_DESCRIPTION OF THE TASK_:
Transcribe each record below word for word.

<<<<

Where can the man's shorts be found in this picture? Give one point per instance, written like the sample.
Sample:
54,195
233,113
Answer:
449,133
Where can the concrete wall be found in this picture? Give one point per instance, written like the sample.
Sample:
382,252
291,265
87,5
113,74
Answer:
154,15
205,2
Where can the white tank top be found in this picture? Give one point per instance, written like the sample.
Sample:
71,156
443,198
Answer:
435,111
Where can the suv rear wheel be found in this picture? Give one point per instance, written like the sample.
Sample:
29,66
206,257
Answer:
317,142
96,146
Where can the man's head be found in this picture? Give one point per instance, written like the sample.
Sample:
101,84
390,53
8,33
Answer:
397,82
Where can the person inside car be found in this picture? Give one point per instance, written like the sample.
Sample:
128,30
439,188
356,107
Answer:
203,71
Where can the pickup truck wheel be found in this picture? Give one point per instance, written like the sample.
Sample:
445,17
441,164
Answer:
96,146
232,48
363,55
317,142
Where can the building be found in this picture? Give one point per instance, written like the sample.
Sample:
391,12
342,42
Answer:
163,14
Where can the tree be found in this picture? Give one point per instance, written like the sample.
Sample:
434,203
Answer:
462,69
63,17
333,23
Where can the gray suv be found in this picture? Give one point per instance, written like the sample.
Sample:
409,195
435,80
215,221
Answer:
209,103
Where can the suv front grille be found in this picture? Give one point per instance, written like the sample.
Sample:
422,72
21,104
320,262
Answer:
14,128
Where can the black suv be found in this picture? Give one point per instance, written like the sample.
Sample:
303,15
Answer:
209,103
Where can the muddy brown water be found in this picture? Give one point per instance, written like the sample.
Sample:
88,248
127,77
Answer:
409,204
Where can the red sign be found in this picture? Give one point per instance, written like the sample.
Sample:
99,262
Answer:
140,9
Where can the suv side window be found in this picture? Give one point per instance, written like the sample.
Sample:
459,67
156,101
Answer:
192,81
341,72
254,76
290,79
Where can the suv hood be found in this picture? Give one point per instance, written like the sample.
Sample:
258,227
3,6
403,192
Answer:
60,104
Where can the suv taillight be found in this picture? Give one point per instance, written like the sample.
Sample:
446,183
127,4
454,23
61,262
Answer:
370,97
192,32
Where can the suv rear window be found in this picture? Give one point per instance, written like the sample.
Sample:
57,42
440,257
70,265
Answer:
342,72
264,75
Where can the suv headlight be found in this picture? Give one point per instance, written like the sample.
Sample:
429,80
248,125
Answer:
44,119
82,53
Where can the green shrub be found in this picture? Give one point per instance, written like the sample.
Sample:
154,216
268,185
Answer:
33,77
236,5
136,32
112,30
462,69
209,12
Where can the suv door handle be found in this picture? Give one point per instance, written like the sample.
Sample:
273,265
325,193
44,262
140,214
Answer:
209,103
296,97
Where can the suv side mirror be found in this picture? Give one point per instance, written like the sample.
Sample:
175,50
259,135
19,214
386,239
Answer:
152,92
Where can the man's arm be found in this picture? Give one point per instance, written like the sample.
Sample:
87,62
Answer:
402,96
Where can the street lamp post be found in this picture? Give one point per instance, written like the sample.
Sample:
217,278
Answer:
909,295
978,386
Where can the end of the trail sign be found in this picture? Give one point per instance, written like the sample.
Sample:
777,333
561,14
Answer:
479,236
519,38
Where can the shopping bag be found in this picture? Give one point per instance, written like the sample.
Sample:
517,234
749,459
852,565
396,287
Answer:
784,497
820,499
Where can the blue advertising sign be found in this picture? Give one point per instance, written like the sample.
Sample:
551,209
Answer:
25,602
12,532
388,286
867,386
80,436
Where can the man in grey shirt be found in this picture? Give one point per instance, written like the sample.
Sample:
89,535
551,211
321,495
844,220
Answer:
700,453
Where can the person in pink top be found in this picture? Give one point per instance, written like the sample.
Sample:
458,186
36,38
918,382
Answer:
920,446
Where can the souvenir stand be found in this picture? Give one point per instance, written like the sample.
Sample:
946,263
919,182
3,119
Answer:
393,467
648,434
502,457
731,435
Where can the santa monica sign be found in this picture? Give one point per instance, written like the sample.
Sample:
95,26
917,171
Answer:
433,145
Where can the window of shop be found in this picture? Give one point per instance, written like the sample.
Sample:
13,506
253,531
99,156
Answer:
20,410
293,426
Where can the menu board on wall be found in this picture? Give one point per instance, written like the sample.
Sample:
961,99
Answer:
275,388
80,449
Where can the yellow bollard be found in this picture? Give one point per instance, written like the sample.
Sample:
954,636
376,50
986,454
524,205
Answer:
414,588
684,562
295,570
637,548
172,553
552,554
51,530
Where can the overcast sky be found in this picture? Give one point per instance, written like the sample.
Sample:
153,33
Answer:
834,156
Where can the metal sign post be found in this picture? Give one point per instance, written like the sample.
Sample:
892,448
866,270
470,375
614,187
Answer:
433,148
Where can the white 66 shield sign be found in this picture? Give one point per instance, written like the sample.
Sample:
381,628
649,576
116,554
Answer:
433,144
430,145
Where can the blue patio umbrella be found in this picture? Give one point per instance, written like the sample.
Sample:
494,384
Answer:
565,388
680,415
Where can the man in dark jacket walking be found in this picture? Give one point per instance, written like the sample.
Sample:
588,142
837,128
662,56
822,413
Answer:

>>>>

_RESULT OF THIS TASK_:
Where can the man's shorts be found in this picture? Give one point per instance, written like the sample.
Sample:
54,195
233,113
Answer:
449,133
Where can the concrete wall be found in this picture? Give one point per instance, written like the sample.
Sample:
382,252
291,265
87,5
113,74
Answer:
154,15
205,2
Where can the white tank top be found in this picture? Give one point per instance, written like the sample.
Sample:
71,156
443,198
Answer:
435,111
Where can the suv rear wheel be found in this picture? Give one point per instance, written like the sample.
Sample:
29,66
206,257
Answer:
317,142
96,146
Where can the man's head be found in this picture? Give one point per instance, written like the sample.
Sample:
101,84
390,53
8,33
Answer:
397,82
Where can the person inside car be found in this picture? Give one point per instance, written like the sample.
Sample:
128,30
439,188
356,107
Answer:
203,71
Where can the pickup truck wheel be found in this picture? Give one point per instance, written like the sample.
Sample:
445,17
441,164
Answer:
96,146
232,48
363,55
317,142
Where can the building be found in this picture? Give one point per instance, written like the sample.
Sample:
391,12
342,42
Answer:
163,14
Where can the tree be found in this picture? Give one point per instance, written like the sample.
Sample:
434,203
Answer:
462,69
63,17
333,23
Where can the gray suv be found in this picture? Give one point per instance, written like the sample.
Sample:
409,195
435,80
215,221
Answer:
209,103
Where can the suv front grille be found in this picture? Give one point per instance, written like the sample.
Sample:
422,72
21,104
320,262
Answer:
14,128
Where can the black suv be found in this picture? Give one point per instance, written like the sample.
Sample:
303,15
Answer:
209,103
Where can the muddy brown water be found in this picture? Give one point per instance, written like the sample.
Sample:
88,248
127,77
Answer:
409,204
Where can the red sign be found in this picture? Give one point per instance, written like the sample.
Sample:
99,262
Answer:
140,9
Where can the suv side window be found in this picture? Give one point per instance, written like the sample.
Sample:
459,67
156,101
Answer:
192,81
341,72
254,76
290,79
Where can the suv hood be found in this picture? Give one point per instance, written like the sample.
Sample:
258,227
3,6
403,192
Answer:
60,104
Where can the suv taillight be found in this picture? Give one point per instance, written like the sample.
Sample:
446,183
127,4
454,23
61,262
Answer:
370,97
192,32
Where can the suv rear window be found in this picture? Give one point per instance, written like the sample.
Sample:
57,42
440,257
70,265
Answer:
342,72
264,75
Where can the suv headlight be found in this picture? Give one point per instance, written like the sample.
Sample:
429,80
248,125
Answer:
44,119
82,53
Where can the green shrub be found in this picture? Give one point per instance, written like the sample.
Sample:
154,216
268,185
Answer:
33,77
236,5
136,32
112,30
462,69
209,12
Where can the suv door handle be found in this picture? Give one point per instance, written like the sample.
Sample:
273,265
325,193
44,262
140,214
Answer:
209,103
296,97
Where can the suv side mirror be found in this picture? Give one point per instance, written like the sample.
Sample:
175,50
259,135
19,214
386,239
Answer:
152,92
Where can the man's arm be found in this picture? Give one point per instance, written like the sample.
Sample:
87,62
Answer:
402,96
Where can the street lamp post be found in this picture? Give one point per instance, written like the sample.
Sample:
217,278
Answer:
909,295
978,386
Where can the end of the trail sign be found in this picture? Give one point per instance, written like the sample.
Sample:
777,333
561,14
Answer:
479,236
519,38
Where can the shopping bag be found in this picture? Give one point per instance, written like the sample.
Sample:
517,234
749,459
852,565
396,287
Answer:
784,497
820,499
Where can the blue advertising sign be found in this picture? Give one point per instance, written like the sample.
Sample:
551,209
Answer:
25,602
12,532
388,286
867,386
80,436
Where can the man in grey shirt be found in this picture? Give one point per instance, written like the sample.
Sample:
89,535
551,211
321,495
844,220
Answer:
700,453
Where can the person in pink top be found in this picture? Give one point per instance, written like the sample.
Sample:
458,186
36,38
918,382
Answer:
920,446
Where can the souvenir stand be found in this picture? Give one point per instance, written like the sample.
Sample:
946,263
919,182
3,119
Answer:
393,467
648,434
502,457
731,435
Where can the santa monica sign be found in this picture? Give one point per instance, written like the sample.
Sample:
95,26
917,171
Answer:
433,145
Where can the window of shop be found in this picture? Give one point per instance, written like the sample.
Sample:
13,506
253,531
99,156
Answer:
20,410
293,426
Where can the menu board on wall be found in this picture? Give one point per instance, written like the sample.
Sample:
961,99
Answer:
275,388
80,449
Where can the yellow bollard be found in this picture? Give one point per instance, written like the sample.
Sample:
954,636
376,50
986,454
524,205
Answer:
414,588
684,562
295,570
637,548
172,553
552,554
51,530
Where can the overcast sky be found in this picture? Give one point per instance, written like the sample.
Sample:
153,33
Answer:
834,156
Where can the metal sign post be found in this picture? Give one point per instance, written like the sample.
Sample:
892,448
866,270
470,375
614,187
Answer:
433,148
Where can the white 66 shield sign be found in this picture? Give one point per instance, written like the sample.
Sample:
381,628
649,576
116,554
Answer:
433,144
430,145
Where can the blue patio umbrella be found in this picture? Give one point per instance, written like the sample.
Sample:
494,384
Answer:
565,388
680,415
Where can the man in dark jacket walking be found in this picture? Give one point per instance, written like the sample.
Sample:
588,142
837,128
662,56
822,413
Answer:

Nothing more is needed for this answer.